Task goal — Update the records starting at their beginning and ending at the line that contains "positive clicks: (1409, 504) (1409, 506)", replacing "rough mask" with "coarse mask" and leaving everything else unchanged. Leave the picture out of your answer.

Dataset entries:
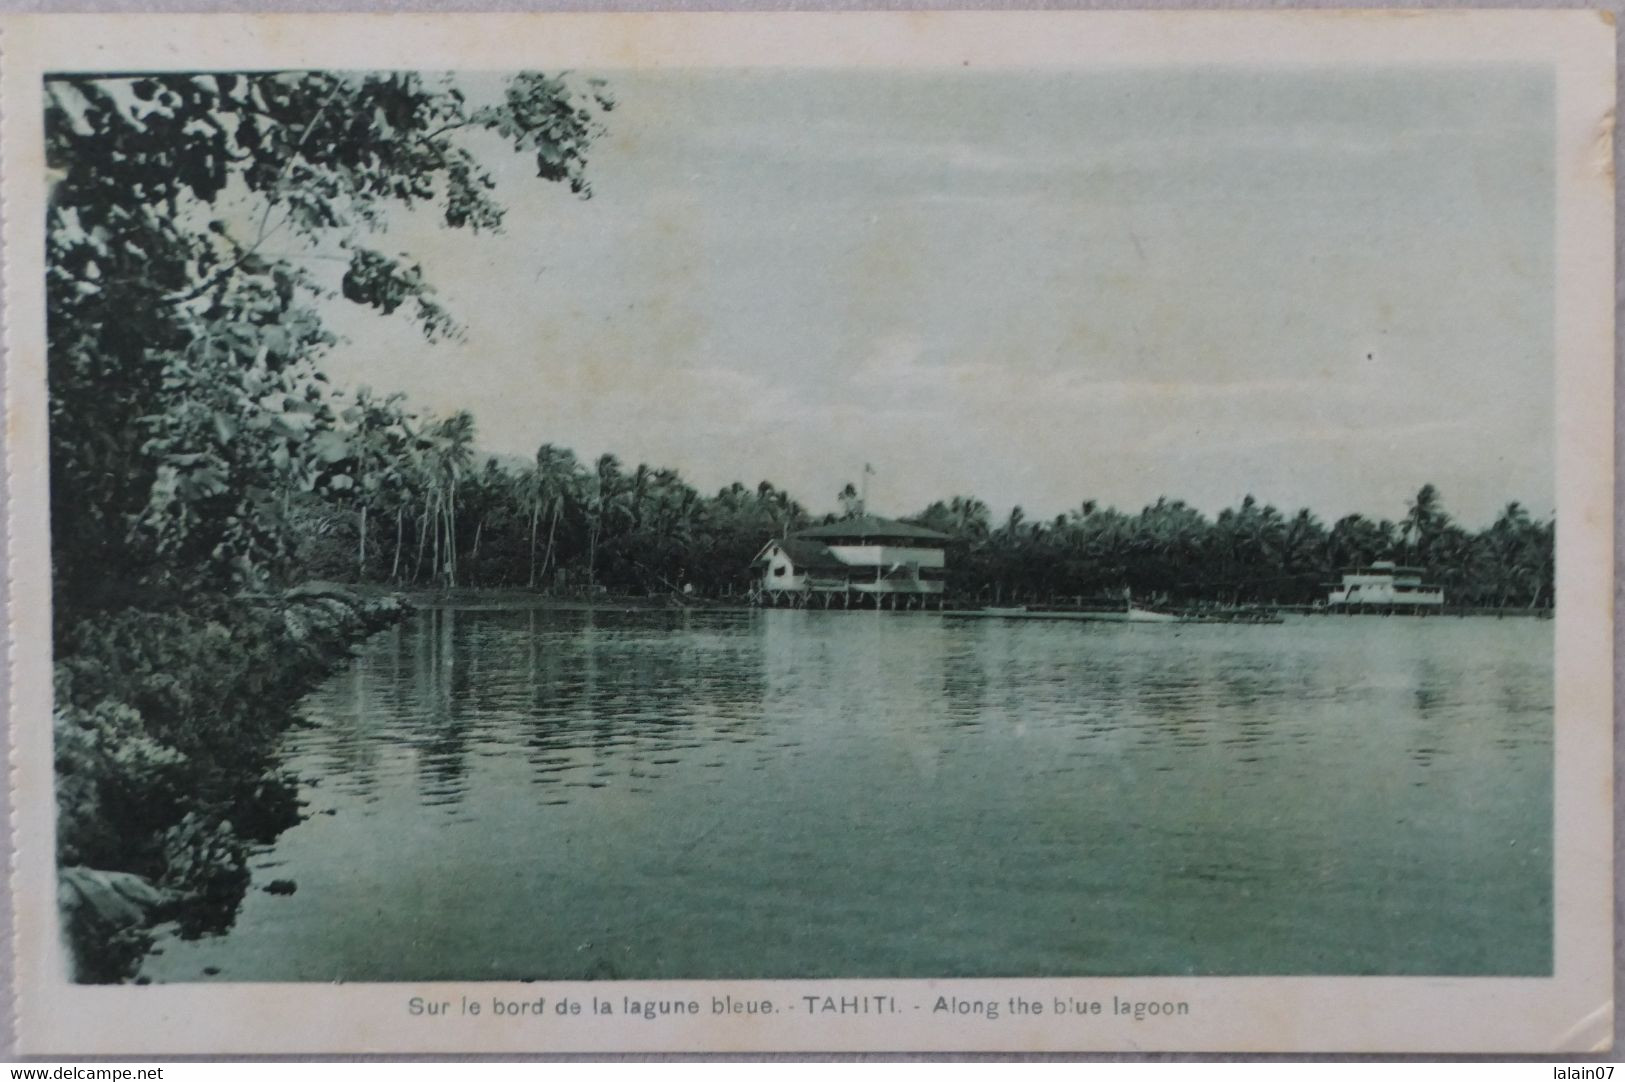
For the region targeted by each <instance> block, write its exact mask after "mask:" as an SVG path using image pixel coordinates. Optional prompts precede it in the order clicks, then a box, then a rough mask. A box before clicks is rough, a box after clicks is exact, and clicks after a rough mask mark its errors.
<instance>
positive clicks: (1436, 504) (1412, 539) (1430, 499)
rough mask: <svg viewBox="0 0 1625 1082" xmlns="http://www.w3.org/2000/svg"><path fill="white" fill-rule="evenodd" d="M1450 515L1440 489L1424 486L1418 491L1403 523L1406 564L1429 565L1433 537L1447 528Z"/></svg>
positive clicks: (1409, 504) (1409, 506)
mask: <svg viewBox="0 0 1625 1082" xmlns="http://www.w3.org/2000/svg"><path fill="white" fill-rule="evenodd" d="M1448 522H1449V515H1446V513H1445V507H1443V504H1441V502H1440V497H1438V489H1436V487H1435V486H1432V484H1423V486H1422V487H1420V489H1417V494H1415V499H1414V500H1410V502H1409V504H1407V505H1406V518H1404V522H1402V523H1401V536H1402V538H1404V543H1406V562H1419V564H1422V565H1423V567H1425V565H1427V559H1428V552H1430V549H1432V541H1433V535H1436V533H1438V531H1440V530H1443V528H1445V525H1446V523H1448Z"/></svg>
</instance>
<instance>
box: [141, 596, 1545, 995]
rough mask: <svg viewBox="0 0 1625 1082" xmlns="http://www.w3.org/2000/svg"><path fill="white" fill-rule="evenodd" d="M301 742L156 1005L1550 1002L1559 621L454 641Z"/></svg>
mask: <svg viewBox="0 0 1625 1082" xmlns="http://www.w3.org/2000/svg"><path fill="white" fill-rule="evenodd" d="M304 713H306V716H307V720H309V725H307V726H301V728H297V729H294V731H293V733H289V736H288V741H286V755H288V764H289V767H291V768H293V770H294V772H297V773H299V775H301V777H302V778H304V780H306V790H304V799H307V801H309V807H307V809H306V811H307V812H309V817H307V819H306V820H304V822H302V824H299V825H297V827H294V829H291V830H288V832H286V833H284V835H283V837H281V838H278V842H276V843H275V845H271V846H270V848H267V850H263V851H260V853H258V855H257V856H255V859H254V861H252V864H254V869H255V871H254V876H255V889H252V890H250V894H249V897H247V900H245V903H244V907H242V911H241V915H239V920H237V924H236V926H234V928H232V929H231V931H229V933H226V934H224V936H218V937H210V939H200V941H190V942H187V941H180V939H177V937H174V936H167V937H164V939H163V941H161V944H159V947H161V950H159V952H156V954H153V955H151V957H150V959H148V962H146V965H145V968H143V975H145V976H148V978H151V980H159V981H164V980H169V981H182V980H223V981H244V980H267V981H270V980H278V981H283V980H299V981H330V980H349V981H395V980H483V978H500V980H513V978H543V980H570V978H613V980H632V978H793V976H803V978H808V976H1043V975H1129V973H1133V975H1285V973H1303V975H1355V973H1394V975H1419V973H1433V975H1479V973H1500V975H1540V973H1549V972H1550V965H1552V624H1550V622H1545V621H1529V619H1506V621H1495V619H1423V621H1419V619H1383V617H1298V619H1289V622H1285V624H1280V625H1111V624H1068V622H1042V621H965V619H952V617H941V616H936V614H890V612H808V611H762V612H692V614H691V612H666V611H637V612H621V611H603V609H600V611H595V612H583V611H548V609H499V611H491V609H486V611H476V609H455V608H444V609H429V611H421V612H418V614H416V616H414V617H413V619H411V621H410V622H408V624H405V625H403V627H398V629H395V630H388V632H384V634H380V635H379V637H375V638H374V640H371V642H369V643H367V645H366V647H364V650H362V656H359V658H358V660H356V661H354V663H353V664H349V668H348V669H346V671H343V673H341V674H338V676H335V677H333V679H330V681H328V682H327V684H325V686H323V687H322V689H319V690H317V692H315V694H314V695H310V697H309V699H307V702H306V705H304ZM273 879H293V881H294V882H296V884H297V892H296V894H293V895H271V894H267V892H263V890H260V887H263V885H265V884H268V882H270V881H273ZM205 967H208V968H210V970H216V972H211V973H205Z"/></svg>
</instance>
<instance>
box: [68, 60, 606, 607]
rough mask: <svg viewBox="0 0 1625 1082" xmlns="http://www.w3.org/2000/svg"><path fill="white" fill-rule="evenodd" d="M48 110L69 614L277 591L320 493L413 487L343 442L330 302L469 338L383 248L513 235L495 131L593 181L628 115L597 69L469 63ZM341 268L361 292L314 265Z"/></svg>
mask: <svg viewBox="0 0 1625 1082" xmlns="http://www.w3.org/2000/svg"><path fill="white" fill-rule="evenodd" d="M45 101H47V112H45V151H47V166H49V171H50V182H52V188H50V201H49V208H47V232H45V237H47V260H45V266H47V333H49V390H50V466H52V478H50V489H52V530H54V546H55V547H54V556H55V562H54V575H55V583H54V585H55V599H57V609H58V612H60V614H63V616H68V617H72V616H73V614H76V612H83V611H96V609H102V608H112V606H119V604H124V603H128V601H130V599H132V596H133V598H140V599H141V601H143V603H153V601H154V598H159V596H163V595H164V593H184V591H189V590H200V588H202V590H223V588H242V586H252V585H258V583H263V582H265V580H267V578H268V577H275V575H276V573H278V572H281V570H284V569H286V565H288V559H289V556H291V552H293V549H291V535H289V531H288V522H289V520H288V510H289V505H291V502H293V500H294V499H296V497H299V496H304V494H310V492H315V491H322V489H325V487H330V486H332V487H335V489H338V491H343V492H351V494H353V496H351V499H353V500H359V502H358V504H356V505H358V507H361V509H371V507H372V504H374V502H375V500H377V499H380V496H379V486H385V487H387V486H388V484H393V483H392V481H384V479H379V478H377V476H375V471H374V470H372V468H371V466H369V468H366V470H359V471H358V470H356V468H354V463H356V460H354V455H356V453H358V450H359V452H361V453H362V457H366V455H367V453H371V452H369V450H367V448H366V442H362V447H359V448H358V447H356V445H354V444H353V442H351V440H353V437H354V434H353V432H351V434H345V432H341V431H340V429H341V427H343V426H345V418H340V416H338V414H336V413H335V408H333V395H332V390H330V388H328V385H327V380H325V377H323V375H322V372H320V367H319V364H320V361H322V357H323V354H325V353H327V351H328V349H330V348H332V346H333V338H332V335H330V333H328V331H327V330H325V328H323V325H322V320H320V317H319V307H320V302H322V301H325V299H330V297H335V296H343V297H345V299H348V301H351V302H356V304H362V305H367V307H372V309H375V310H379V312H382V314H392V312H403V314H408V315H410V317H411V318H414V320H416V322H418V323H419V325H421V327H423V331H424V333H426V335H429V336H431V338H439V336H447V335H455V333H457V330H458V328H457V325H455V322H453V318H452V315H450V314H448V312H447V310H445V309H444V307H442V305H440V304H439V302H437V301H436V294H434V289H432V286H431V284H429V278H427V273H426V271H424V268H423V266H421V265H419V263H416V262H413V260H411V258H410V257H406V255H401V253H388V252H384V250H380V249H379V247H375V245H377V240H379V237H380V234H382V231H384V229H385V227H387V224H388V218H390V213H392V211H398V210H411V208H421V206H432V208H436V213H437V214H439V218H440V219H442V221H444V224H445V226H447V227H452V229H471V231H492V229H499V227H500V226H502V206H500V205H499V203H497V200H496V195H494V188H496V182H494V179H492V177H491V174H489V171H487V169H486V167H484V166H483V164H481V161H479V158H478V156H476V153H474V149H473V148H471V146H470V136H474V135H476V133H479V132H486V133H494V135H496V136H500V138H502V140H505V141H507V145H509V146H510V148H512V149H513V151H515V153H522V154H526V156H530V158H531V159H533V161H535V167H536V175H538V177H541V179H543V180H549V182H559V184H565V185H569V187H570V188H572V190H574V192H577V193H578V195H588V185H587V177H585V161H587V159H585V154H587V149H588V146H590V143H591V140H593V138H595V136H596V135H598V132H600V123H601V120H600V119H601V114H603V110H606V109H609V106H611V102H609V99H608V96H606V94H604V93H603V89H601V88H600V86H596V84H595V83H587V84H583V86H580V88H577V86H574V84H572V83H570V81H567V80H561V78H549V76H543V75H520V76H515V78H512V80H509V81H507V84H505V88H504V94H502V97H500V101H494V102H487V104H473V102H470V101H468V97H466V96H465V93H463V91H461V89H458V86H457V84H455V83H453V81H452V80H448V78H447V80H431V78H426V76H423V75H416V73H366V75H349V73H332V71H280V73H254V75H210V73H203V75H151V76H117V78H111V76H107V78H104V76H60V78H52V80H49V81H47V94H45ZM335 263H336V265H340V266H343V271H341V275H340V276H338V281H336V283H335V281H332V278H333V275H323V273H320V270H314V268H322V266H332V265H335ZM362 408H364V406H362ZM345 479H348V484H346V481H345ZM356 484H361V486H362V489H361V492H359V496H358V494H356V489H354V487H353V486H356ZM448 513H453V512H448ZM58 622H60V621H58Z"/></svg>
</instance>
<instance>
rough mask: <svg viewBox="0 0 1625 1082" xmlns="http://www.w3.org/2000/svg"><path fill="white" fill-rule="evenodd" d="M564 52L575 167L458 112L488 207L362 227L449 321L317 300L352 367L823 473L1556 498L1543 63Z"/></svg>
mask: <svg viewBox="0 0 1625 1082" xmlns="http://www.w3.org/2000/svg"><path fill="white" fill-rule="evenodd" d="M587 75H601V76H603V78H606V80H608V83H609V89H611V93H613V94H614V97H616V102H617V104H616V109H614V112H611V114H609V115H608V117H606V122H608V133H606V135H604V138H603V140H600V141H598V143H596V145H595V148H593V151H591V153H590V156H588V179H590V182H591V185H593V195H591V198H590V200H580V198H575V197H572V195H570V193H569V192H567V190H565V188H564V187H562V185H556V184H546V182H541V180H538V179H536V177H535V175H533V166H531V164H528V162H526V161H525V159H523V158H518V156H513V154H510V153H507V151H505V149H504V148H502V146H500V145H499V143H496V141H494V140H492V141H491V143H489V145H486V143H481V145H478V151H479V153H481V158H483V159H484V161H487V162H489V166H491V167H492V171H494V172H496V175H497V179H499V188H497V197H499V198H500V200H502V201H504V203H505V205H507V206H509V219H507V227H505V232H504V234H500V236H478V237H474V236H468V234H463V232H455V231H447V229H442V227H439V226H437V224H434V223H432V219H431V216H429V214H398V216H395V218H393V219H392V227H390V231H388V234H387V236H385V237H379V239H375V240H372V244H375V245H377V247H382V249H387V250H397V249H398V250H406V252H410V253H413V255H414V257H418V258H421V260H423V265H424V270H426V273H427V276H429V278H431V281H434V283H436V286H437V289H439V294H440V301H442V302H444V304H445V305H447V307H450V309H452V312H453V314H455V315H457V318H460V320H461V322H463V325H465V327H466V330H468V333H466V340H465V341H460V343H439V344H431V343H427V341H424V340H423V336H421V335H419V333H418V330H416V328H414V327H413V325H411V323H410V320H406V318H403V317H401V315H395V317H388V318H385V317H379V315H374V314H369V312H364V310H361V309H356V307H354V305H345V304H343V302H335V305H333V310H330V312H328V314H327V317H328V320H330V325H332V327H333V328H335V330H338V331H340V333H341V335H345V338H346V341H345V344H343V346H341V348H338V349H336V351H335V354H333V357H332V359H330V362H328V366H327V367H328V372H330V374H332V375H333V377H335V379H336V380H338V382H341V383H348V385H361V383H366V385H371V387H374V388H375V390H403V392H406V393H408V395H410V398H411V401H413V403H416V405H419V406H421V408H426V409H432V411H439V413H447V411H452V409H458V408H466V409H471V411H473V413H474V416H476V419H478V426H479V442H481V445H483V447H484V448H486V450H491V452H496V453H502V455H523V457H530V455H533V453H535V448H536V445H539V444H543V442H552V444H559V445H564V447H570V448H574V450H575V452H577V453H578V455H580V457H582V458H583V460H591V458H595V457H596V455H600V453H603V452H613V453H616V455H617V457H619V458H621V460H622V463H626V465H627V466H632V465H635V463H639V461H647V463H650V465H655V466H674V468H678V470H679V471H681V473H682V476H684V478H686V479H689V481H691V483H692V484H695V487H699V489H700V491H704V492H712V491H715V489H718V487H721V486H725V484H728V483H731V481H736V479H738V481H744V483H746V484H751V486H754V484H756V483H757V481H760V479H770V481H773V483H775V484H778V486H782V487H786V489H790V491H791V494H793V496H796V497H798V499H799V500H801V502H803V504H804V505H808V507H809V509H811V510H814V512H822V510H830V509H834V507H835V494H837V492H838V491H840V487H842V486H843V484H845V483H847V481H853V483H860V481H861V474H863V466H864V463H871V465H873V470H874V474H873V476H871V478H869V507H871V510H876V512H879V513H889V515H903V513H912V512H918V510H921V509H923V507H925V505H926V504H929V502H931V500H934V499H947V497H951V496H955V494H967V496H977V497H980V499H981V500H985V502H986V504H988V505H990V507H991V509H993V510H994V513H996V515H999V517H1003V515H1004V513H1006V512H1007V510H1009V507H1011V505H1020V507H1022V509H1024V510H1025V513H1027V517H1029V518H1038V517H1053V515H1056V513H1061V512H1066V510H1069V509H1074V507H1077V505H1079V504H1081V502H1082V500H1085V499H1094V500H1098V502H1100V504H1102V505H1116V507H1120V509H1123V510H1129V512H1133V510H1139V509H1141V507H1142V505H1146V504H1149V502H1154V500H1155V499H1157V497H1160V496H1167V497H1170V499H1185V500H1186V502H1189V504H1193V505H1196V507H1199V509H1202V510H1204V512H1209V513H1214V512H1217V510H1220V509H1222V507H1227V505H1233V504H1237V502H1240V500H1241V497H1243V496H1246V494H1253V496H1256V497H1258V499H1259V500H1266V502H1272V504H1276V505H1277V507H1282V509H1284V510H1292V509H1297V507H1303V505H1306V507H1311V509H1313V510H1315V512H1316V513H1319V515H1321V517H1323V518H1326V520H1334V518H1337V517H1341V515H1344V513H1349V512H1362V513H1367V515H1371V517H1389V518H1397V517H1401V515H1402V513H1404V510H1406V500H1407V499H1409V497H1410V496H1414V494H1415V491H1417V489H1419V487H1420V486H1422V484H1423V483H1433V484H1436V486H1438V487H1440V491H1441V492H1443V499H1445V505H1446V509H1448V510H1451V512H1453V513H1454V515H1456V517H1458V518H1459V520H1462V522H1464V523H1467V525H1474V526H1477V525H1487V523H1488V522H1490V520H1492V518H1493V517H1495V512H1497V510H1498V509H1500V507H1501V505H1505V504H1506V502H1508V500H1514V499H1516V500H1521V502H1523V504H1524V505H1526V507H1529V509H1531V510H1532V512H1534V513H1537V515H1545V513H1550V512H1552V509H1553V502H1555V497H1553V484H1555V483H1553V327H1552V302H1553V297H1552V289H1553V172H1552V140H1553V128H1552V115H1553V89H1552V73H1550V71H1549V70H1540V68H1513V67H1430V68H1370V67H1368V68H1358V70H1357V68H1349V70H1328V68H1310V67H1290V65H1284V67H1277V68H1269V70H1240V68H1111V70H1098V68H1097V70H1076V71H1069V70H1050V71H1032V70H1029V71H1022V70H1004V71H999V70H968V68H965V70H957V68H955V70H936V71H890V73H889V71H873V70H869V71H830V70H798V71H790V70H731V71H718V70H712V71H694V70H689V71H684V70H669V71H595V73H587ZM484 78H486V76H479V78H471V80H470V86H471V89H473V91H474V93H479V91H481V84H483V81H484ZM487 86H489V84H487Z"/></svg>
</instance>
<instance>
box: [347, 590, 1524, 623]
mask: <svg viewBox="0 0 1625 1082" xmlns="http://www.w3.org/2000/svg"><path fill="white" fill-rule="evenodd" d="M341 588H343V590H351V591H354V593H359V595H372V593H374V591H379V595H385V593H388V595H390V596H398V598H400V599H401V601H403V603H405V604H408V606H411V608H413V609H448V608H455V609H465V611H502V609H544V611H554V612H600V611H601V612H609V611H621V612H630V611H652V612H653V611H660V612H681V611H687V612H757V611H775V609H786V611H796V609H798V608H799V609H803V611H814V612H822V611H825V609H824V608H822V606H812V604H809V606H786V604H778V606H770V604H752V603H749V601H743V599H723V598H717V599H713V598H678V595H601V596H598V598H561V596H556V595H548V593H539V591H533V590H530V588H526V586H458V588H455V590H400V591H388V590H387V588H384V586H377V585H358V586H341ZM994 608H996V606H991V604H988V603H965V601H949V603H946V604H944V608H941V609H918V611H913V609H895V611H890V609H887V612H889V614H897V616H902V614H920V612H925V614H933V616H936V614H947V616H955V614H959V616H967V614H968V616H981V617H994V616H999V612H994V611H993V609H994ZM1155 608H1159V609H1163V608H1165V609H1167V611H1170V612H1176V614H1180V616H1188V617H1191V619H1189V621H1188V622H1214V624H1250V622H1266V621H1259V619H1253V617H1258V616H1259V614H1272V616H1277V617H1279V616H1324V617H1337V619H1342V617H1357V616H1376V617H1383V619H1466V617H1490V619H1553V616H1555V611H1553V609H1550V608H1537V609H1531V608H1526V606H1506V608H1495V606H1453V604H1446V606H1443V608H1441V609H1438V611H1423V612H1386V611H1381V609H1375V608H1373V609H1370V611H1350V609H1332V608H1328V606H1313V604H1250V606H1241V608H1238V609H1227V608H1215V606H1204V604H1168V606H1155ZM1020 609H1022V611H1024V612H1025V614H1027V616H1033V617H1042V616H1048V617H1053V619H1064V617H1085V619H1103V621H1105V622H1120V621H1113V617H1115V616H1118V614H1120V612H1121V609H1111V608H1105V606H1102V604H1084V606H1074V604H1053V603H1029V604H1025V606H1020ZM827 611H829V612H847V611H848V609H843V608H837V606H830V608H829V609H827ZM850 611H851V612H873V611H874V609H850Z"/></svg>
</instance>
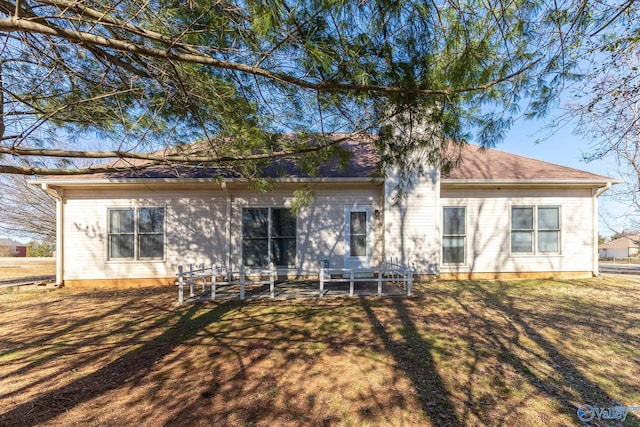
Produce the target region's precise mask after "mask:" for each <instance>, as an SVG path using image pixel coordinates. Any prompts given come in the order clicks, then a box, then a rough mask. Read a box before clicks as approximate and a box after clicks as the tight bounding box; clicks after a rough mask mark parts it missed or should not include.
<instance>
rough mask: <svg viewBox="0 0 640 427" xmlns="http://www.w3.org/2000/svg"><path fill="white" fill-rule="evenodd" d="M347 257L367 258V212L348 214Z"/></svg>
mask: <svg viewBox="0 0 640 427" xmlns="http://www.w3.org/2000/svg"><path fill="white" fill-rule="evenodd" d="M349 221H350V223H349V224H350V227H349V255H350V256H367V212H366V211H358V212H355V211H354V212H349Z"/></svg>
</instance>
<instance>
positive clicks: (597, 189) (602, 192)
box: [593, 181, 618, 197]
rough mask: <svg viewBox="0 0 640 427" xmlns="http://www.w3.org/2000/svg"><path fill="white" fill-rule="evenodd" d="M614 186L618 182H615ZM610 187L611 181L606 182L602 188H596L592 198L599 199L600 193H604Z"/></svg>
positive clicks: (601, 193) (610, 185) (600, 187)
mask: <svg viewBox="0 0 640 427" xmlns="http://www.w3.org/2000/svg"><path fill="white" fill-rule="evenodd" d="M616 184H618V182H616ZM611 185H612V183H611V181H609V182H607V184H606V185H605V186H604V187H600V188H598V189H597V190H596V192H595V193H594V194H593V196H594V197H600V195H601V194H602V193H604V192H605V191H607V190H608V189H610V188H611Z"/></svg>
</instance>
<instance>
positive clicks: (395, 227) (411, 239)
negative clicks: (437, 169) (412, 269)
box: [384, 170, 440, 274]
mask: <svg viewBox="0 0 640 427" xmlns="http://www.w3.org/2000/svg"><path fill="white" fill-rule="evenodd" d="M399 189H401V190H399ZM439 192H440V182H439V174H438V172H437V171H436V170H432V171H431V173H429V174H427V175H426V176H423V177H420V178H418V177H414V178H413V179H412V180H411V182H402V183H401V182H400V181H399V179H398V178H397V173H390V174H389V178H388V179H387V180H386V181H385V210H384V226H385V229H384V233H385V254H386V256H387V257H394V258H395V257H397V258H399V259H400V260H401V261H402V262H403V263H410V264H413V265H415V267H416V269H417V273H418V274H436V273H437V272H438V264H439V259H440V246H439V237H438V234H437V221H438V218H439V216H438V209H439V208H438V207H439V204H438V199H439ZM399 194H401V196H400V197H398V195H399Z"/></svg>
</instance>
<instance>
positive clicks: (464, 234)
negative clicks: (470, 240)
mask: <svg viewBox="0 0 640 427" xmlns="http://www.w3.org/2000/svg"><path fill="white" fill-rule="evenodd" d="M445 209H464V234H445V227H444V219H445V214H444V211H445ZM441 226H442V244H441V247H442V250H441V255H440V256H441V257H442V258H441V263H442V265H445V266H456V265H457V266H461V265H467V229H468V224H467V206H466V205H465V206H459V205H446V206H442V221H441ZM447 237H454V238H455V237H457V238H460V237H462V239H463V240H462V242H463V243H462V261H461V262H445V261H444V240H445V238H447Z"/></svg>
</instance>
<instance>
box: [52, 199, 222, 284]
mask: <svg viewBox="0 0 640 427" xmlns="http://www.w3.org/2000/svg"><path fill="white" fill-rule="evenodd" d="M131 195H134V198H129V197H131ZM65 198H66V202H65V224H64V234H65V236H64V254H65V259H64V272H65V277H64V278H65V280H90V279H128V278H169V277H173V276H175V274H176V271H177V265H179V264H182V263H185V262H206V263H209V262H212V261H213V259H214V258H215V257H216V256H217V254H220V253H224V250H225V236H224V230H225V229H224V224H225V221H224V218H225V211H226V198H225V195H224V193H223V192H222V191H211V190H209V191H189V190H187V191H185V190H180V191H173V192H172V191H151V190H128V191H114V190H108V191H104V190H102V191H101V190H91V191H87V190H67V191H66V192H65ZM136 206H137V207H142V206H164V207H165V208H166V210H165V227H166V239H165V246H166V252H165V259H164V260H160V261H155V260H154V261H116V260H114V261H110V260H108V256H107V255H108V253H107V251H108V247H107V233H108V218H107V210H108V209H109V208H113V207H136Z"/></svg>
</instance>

Task answer —
For the region targeted by each <instance> block, write its exact mask after "mask:" as an SVG path using image pixel coordinates. Optional prompts precede it in the order clicks, then a box, then a coarse mask. A box before clicks is rough, a box after clicks is exact, and clicks after a coarse mask mark its errors.
<instance>
positive clicks: (1436, 504) (1412, 539) (1430, 499)
coarse mask: <svg viewBox="0 0 1625 1082" xmlns="http://www.w3.org/2000/svg"><path fill="white" fill-rule="evenodd" d="M1450 515L1440 489L1424 486L1418 491L1403 523L1406 564L1429 565L1433 537L1447 528Z"/></svg>
positive clicks: (1409, 504) (1409, 506)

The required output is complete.